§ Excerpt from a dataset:
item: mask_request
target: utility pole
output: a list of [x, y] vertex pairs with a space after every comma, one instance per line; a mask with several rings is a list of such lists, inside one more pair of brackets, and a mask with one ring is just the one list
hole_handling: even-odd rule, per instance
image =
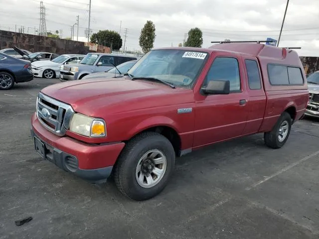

§ Direction: Output the entries above line for line, without any changes, leaving out the pictures.

§ Result:
item: mask_request
target: utility pole
output: a list of [x, y] vertex pairs with a space after every comma, one instance per line; a mask with several rings is a list of such lists, inside one more pair of brackets, and a mask with one ring is just the one list
hole_handling: even-odd rule, per instance
image =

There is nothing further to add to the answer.